Each line that holds the word "pedestrian" counts once; give the total for the records below and nothing else.

[Dataset items]
--------------------------------------------------
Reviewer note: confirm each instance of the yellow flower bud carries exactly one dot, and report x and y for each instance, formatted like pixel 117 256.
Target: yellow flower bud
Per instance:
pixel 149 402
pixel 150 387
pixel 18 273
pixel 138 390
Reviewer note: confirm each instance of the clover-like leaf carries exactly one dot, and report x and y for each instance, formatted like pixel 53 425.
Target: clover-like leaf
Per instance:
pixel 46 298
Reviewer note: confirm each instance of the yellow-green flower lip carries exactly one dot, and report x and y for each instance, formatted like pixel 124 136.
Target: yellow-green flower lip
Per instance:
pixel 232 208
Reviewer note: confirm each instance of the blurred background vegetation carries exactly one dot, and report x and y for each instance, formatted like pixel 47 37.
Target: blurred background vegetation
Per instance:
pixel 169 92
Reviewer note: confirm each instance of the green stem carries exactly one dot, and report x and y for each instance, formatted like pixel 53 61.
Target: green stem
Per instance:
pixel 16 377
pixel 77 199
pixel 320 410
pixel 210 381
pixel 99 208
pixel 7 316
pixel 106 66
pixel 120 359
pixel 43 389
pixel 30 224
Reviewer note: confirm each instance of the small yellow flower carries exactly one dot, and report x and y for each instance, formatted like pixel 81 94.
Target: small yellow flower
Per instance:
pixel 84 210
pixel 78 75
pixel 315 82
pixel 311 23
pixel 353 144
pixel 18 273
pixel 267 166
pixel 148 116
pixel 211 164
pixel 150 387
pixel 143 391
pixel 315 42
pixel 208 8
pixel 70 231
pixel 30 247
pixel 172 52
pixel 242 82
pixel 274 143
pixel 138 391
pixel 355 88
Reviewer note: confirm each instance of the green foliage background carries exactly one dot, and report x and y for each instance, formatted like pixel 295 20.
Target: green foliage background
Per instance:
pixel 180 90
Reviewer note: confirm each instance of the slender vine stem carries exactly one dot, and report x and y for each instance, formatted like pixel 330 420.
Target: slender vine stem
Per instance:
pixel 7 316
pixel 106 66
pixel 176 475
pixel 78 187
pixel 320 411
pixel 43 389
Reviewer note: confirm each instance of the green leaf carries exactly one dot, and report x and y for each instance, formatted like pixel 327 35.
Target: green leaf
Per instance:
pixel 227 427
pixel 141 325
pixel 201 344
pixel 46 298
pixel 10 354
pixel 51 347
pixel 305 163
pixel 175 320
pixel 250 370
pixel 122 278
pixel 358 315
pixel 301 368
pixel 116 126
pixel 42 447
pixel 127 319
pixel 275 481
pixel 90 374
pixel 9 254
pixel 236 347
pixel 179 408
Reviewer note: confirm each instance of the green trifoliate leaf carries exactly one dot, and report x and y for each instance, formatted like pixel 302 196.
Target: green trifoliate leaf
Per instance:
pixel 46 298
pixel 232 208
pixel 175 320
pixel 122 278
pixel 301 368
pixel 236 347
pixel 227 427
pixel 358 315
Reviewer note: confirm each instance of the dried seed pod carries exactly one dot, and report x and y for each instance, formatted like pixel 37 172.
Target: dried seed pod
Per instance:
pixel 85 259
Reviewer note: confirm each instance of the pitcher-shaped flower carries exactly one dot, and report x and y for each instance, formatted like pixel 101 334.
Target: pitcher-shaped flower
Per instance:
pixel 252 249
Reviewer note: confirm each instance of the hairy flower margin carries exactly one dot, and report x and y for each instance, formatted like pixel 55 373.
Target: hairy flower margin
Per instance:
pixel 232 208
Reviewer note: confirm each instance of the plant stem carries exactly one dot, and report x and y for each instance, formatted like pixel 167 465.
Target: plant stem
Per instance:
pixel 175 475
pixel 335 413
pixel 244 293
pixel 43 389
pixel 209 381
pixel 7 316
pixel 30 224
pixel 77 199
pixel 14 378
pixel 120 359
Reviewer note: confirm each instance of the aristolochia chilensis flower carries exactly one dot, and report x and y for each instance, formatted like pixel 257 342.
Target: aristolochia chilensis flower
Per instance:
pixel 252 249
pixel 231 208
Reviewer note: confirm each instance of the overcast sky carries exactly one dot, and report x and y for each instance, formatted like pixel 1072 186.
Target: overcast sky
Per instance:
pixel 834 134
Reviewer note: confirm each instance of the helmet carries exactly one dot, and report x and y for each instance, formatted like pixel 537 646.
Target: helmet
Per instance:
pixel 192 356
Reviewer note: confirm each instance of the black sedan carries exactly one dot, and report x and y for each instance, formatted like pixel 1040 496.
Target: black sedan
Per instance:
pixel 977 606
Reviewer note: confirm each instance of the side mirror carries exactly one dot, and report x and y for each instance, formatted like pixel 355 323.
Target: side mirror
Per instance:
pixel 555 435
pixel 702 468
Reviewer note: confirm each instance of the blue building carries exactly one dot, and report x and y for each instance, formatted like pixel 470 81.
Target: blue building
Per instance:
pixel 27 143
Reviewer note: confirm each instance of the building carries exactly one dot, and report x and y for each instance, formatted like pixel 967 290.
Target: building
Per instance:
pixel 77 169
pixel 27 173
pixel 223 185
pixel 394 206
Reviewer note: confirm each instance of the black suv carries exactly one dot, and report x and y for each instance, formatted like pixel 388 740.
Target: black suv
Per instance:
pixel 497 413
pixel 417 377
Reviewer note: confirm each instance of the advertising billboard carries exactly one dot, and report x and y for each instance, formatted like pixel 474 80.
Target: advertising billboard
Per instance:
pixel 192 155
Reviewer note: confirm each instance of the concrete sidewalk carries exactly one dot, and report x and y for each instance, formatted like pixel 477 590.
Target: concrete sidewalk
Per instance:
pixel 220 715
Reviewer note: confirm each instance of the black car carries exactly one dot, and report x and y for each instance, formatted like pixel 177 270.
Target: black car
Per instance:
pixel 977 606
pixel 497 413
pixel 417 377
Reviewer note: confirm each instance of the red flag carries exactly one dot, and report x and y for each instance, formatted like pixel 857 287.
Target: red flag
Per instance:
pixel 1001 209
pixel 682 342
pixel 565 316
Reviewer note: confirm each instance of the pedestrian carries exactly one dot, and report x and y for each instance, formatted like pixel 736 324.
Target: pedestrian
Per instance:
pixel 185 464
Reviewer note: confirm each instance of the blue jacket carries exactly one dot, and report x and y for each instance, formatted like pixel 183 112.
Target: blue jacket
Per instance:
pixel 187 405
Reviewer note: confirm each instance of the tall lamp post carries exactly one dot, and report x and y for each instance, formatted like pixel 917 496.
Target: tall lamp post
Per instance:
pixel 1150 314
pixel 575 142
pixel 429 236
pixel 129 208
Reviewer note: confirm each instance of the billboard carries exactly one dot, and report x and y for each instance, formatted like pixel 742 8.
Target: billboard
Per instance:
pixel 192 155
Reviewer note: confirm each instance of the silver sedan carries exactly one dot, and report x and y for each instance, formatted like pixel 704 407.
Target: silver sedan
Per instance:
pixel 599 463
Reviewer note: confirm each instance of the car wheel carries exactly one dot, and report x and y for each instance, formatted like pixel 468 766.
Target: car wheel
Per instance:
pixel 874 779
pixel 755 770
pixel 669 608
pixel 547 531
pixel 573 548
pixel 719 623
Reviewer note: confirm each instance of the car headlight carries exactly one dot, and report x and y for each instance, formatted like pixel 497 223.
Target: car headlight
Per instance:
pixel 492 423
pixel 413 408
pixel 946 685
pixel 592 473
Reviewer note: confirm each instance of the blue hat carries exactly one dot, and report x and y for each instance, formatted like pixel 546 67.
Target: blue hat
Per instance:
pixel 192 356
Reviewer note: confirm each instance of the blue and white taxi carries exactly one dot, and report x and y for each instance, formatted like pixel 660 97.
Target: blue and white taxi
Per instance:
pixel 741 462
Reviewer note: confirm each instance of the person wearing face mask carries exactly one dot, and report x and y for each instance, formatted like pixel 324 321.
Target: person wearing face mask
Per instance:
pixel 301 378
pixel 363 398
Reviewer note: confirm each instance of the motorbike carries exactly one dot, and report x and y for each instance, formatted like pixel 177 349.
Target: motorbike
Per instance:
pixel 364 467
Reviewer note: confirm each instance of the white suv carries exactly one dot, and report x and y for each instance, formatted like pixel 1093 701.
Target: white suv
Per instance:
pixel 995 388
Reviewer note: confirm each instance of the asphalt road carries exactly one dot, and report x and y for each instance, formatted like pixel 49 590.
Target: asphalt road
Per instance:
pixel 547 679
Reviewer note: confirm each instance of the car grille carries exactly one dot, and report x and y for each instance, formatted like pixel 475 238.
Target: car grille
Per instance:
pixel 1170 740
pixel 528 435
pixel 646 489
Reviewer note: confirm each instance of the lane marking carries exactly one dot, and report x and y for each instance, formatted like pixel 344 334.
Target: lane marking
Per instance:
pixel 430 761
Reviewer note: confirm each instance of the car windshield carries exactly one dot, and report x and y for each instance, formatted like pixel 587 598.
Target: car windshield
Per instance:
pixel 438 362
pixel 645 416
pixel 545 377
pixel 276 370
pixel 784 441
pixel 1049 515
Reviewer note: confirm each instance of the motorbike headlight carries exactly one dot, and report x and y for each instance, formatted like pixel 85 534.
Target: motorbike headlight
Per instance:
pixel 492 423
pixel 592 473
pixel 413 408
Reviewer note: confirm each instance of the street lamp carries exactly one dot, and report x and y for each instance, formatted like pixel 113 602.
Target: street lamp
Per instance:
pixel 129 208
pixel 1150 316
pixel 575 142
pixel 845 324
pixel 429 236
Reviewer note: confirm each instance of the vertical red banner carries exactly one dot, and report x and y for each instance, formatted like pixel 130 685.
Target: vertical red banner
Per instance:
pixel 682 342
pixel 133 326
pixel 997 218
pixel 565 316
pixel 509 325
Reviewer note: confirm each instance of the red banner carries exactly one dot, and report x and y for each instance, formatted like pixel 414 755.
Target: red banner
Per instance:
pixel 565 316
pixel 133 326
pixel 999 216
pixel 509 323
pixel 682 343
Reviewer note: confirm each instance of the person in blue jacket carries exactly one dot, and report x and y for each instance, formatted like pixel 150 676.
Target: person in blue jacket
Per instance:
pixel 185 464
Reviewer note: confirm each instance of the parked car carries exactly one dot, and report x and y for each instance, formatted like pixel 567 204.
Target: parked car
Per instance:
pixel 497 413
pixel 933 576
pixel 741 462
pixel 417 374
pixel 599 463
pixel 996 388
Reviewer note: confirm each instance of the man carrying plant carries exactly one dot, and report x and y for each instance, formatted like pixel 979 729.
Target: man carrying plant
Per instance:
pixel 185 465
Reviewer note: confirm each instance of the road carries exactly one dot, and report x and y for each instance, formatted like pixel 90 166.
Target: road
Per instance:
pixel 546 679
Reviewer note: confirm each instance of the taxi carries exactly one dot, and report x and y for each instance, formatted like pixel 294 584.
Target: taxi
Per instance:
--------------------------------------------------
Output for this task: 2